# start of SOURCE TEXT
# TV Shows Dataset Analysis
## A Comprehensive Data Analytics Portfolio Project

**Author:** Data Analyst Portfolio  
**Date:** January 2026  
**Dataset:** 2,500+ TV Shows across multiple networks and platforms

---

## Executive Summary

This project analyzes a comprehensive dataset of 2,500+ television shows to uncover insights about content trends, viewer preferences, and industry patterns. Through data cleaning, exploratory data analysis, and visualization, we identify key factors that contribute to show success and longevity.

### Key Findings:
- **Quality Content**: 60 shows rated 8.5+ (exceptional), with Breaking Bad leading at 9.2/10
- **Content Diversity**: 28 unique genres with Drama (40.3%) and Comedy (27.9%) dominating
- **Network Insights**: ABC leads in volume (204 shows), while Showtime leads in quality (7.86 avg rating)
- **Global Reach**: 173 non-English shows (6.9%), with Japanese anime as significant segment
- **Longevity Champions**: Game shows and reality TV dominate episode counts (Jeopardy: 9,090 episodes)

---

## 1. Business Question & Objective

### Primary Questions:
1. What characteristics define highly-rated television shows?
2. Which networks produce the highest quality content?
3. How do content types (Scripted, Reality, Animation) differ in performance?
4. What patterns exist in show longevity and episode production?
5. How does international content perform compared to English-language shows?

### Project Objectives:
- Clean and prepare the dataset for analysis
- Identify trends and patterns in TV show characteristics
- Provide actionable insights for content creators and network executives
- Demonstrate proficiency in data analytics skills (Python, pandas, data visualization)
# end of SOURCE TEXT
# start of SOURCE MATERIAL
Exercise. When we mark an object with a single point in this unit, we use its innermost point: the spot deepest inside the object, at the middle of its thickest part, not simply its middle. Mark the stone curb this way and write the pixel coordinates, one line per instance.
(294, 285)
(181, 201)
# end of SOURCE MATERIAL
Could you reproduce the whole TV shows dataset analysis word for word, from its title through the last project objective?

TASK RESULT.
# TV Shows Dataset Analysis
## A Comprehensive Data Analytics Portfolio Project

**Author:** Data Analyst Portfolio  
**Date:** January 2026  
**Dataset:** 2,500+ TV Shows across multiple networks and platforms

---

## Executive Summary

This project analyzes a comprehensive dataset of 2,500+ television shows to uncover insights about content trends, viewer preferences, and industry patterns. Through data cleaning, exploratory data analysis, and visualization, we identify key factors that contribute to show success and longevity.

### Key Findings:
- **Quality Content**: 60 shows rated 8.5+ (exceptional), with Breaking Bad leading at 9.2/10
- **Content Diversity**: 28 unique genres with Drama (40.3%) and Comedy (27.9%) dominating
- **Network Insights**: ABC leads in volume (204 shows), while Showtime leads in quality (7.86 avg rating)
- **Global Reach**: 173 non-English shows (6.9%), with Japanese anime as significant segment
- **Longevity Champions**: Game shows and reality TV dominate episode counts (Jeopardy: 9,090 episodes)

---

## 1. Business Question & Objective

### Primary Questions:
1. What characteristics define highly-rated television shows?
2. Which networks produce the highest quality content?
3. How do content types (Scripted, Reality, Animation) differ in performance?
4. What patterns exist in show longevity and episode production?
5. How does international content perform compared to English-language shows?

### Project Objectives:
- Clean and prepare the dataset for analysis
- Identify trends and patterns in TV show characteristics
- Provide actionable insights for content creators and network executives
- Demonstrate proficiency in data analytics skills (Python, pandas, data visualization)